### Instructions for the task
Pictures must not be copied, but every entry must be reproduced exactly.

### Dataset extract

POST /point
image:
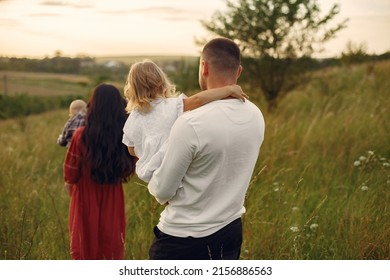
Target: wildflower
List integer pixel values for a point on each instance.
(362, 158)
(294, 229)
(313, 226)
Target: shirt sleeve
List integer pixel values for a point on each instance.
(182, 147)
(72, 164)
(128, 130)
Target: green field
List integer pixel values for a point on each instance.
(320, 190)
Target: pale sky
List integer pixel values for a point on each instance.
(38, 28)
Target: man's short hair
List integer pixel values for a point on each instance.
(222, 54)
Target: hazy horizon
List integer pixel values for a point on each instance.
(101, 28)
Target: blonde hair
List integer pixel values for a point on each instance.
(77, 106)
(145, 83)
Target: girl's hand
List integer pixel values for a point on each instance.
(236, 92)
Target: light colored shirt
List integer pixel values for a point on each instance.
(210, 158)
(146, 133)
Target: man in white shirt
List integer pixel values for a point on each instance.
(209, 162)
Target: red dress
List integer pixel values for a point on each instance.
(96, 212)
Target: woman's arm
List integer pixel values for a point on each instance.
(210, 95)
(131, 151)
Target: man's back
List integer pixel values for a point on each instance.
(208, 166)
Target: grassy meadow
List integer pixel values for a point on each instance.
(320, 190)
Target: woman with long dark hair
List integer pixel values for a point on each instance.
(95, 167)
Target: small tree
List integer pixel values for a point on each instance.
(274, 37)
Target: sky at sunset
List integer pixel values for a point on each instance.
(38, 28)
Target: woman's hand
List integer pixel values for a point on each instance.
(68, 188)
(236, 92)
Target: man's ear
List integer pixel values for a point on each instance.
(205, 68)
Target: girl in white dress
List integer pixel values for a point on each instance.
(154, 106)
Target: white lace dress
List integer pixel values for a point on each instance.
(147, 133)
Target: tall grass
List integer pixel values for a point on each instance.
(320, 189)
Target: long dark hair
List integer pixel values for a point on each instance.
(109, 158)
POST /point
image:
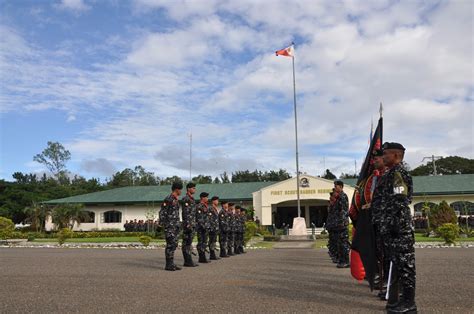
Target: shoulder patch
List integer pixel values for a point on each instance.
(399, 184)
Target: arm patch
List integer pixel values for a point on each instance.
(399, 185)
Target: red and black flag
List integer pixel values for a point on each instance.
(363, 241)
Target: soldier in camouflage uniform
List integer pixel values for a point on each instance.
(223, 229)
(331, 227)
(230, 233)
(397, 226)
(213, 227)
(189, 224)
(169, 219)
(202, 220)
(236, 229)
(341, 222)
(243, 219)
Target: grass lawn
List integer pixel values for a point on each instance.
(421, 238)
(99, 240)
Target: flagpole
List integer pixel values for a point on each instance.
(296, 137)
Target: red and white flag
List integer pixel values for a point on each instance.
(287, 52)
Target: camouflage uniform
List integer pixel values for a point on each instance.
(223, 230)
(203, 226)
(189, 225)
(397, 229)
(169, 219)
(341, 223)
(213, 231)
(230, 234)
(331, 229)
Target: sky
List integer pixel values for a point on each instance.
(125, 83)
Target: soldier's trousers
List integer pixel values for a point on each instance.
(332, 243)
(187, 246)
(202, 240)
(171, 236)
(230, 241)
(212, 240)
(343, 245)
(223, 240)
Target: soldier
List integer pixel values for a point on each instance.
(243, 219)
(341, 208)
(331, 228)
(223, 229)
(189, 224)
(169, 218)
(213, 227)
(397, 227)
(202, 222)
(230, 224)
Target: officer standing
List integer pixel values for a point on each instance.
(213, 227)
(169, 218)
(230, 234)
(202, 222)
(341, 208)
(189, 224)
(397, 225)
(223, 229)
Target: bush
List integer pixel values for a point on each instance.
(449, 232)
(250, 230)
(271, 238)
(145, 240)
(6, 228)
(440, 215)
(64, 234)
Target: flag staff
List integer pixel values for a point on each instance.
(296, 139)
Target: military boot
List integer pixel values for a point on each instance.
(407, 303)
(188, 261)
(213, 256)
(393, 292)
(202, 258)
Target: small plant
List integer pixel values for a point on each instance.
(145, 240)
(63, 234)
(6, 228)
(449, 232)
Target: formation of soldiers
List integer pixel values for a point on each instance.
(390, 192)
(211, 224)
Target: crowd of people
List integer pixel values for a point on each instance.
(215, 221)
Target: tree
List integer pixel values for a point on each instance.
(66, 215)
(447, 165)
(54, 157)
(329, 175)
(202, 179)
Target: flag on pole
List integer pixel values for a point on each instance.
(363, 241)
(287, 52)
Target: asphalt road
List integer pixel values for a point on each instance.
(289, 280)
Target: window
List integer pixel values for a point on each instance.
(112, 216)
(89, 217)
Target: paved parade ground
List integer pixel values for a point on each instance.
(268, 280)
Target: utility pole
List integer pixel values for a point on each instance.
(433, 161)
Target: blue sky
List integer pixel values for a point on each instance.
(124, 83)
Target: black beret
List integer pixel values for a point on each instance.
(177, 186)
(377, 152)
(393, 145)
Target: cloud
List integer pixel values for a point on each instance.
(75, 6)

### Result below
POST /point
image:
Target: wildflower
List integer pixel values for a point on each instance.
(362, 158)
(294, 229)
(313, 226)
Target: shirt sleeve
List integer pixel values for a point on each instance.
(182, 147)
(72, 164)
(128, 130)
Target: green field
List integer pixel values for a point on each instance.
(320, 190)
Target: pale sky
List integer pixel values for a point on each instance.
(38, 28)
Target: man's short hair
List integer pixel values for a point on each instance.
(222, 54)
Target: hazy horizon
List integer pixel values for a point on each instance.
(101, 28)
Target: blonde hair
List integer pixel values for a point on each instance.
(77, 106)
(145, 83)
Target: girl's hand
List integer pixel values for a point on each instance.
(236, 92)
Target: light colored shirt
List integer pixel values for a point on each instance.
(210, 158)
(146, 133)
Target: man in white shirt
List integer pixel values for a point on each instance.
(209, 162)
Target: red dress
List integer pixel values for a point on each instance.
(96, 212)
Target: woman's arm
List integer pixel values for a point on each instance.
(210, 95)
(131, 151)
Target: man's back
List integer pixel values for a point on each instance.
(208, 166)
Target: grassy meadow
List integer pixel values for a point on each instance.
(320, 190)
Target: woman with long dark hair
List integer pixel values for a point on each instance.
(95, 167)
Target: small tree
List integer pixel values for a point on each instance.
(274, 37)
Target: sky at sunset
List integer pixel values for a point on each instance.
(38, 28)
Target: woman's hand
List integer pixel values for a point on each instance.
(68, 188)
(236, 92)
Target: man's ear
List integer pixel values for a point on each instance.
(205, 68)
Target: girl in white dress
List integer pixel values for a point on each instance.
(154, 106)
Target: white lace dress
List integer pixel values for a point on each instance.
(147, 133)
Target: tall grass
List integer pixel values for a point on each instance.
(320, 189)
Target: long dark hair
List integer pixel values for a point on each instance.
(109, 158)
POST /point
image:
Target: shoulder patch
List integer pixel values for a point on each instance.
(399, 184)
Target: arm patch
List integer pixel values for a point on each instance.
(399, 185)
Target: red and black flag
List integer pixel values for a point on each instance.
(363, 241)
Target: soldier in camouflage uniform
List integer pixel values for a point on each instance.
(223, 229)
(331, 227)
(230, 233)
(397, 226)
(213, 227)
(189, 224)
(169, 219)
(202, 220)
(236, 229)
(341, 222)
(243, 219)
Target: grass lawn
List integer pixel values for a point on each instance.
(421, 238)
(99, 240)
Target: flagpole
List integer pixel values for a point on each instance.
(296, 137)
Target: red and white flag
List integer pixel values for a point on each instance.
(287, 52)
Target: camouflage uniform
List integer pixel values for a point on each instance.
(223, 230)
(203, 226)
(189, 225)
(397, 229)
(169, 219)
(341, 223)
(213, 231)
(230, 234)
(331, 229)
Target: sky
List integer pixel values for a point on each instance.
(125, 83)
Target: soldier's trousers
List integer pixel values for a point on each instance.
(332, 243)
(187, 246)
(202, 240)
(171, 236)
(230, 241)
(212, 240)
(343, 245)
(223, 240)
Target: soldier
List integer pixel values for a point on each instance.
(243, 219)
(341, 208)
(331, 228)
(223, 229)
(189, 224)
(169, 218)
(213, 227)
(397, 227)
(202, 222)
(230, 224)
Target: officer standing
List integer pixel values for a point on each instance.
(213, 227)
(169, 218)
(230, 234)
(202, 222)
(341, 208)
(189, 224)
(397, 225)
(223, 229)
Target: bush
List integer pixel values for a point on each instance.
(449, 232)
(250, 230)
(271, 238)
(145, 240)
(6, 228)
(440, 215)
(64, 234)
Target: flag staff
List integer pixel values for a point on each instance.
(296, 139)
Target: military boot
List integer pixel values for a point on each instance.
(407, 303)
(188, 261)
(213, 256)
(393, 292)
(202, 258)
Target: small plant
List integer pixel values for a point on each instance.
(145, 240)
(63, 234)
(6, 228)
(449, 232)
Target: formation of soldiers
List integer pixel values for a point on each instance.
(390, 192)
(211, 224)
Target: crowd of people
List integer pixel values for a point on each instance.
(215, 221)
Target: tree
List integer pixel values for a point on each instance.
(66, 215)
(447, 165)
(54, 157)
(329, 175)
(202, 179)
Target: flag on pole
List integer pixel values for a point on each instance.
(363, 241)
(287, 52)
Target: asphalt road
List integer pixel values for a point on each instance.
(289, 280)
Target: window
List integer pixel values for a point on each instance.
(112, 216)
(89, 217)
Target: paved parade ground
List integer pixel values for a point on each instance.
(268, 280)
Target: utility pole
List integer pixel values for a point on each instance.
(433, 161)
Target: blue sky
List integer pixel values for a point on each instance.
(124, 83)
Target: black beret
List integer pixel values for a point on each instance.
(177, 186)
(377, 152)
(393, 145)
Target: cloud
List integer pixel values for a point on each instance.
(75, 6)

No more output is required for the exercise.